The task → Could the records below please be retyped exactly, with their pictures left out?
START Data section
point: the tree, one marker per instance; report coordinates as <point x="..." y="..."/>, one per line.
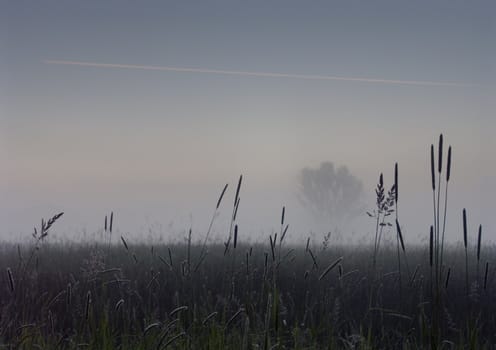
<point x="331" y="195"/>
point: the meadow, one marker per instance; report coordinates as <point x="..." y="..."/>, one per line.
<point x="119" y="294"/>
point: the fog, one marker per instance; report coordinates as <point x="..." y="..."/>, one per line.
<point x="362" y="87"/>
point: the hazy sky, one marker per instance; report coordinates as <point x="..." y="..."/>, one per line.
<point x="157" y="146"/>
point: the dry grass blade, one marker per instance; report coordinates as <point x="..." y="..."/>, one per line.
<point x="313" y="259"/>
<point x="398" y="229"/>
<point x="330" y="267"/>
<point x="221" y="196"/>
<point x="173" y="339"/>
<point x="231" y="320"/>
<point x="125" y="243"/>
<point x="284" y="233"/>
<point x="177" y="310"/>
<point x="150" y="327"/>
<point x="209" y="317"/>
<point x="235" y="236"/>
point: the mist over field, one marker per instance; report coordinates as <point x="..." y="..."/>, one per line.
<point x="247" y="175"/>
<point x="148" y="111"/>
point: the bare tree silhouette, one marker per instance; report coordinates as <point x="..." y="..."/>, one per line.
<point x="332" y="195"/>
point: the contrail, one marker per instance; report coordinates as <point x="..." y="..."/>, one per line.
END Data section
Solved exercise →
point: the tree, one marker per instance; report coordinates as <point x="..." y="..."/>, one per line.
<point x="331" y="195"/>
point: the meadow, one marker per instance; report coordinates as <point x="..." y="..."/>, one per line.
<point x="119" y="294"/>
point: the fog, one marker per instance; report coordinates as <point x="..." y="..."/>, one per line.
<point x="362" y="87"/>
point: the hazy sky, one marker per instance; report coordinates as <point x="..." y="..."/>, one per line.
<point x="157" y="146"/>
point: the dry grass blade, one marker per instance; report coordinates as <point x="..." y="..."/>, one per line.
<point x="313" y="259"/>
<point x="398" y="229"/>
<point x="330" y="267"/>
<point x="221" y="196"/>
<point x="173" y="339"/>
<point x="231" y="320"/>
<point x="125" y="243"/>
<point x="284" y="233"/>
<point x="177" y="310"/>
<point x="150" y="327"/>
<point x="209" y="317"/>
<point x="235" y="236"/>
point: the mist over field, one marker per instance; report coordinates as <point x="..." y="..."/>, one per line.
<point x="247" y="175"/>
<point x="148" y="111"/>
point: the bare tree silhouette, one marker per instance; report coordinates as <point x="..." y="..."/>, one per line.
<point x="332" y="195"/>
point: the contrail, one marker per instance; report coordinates as <point x="..." y="..."/>, one per line.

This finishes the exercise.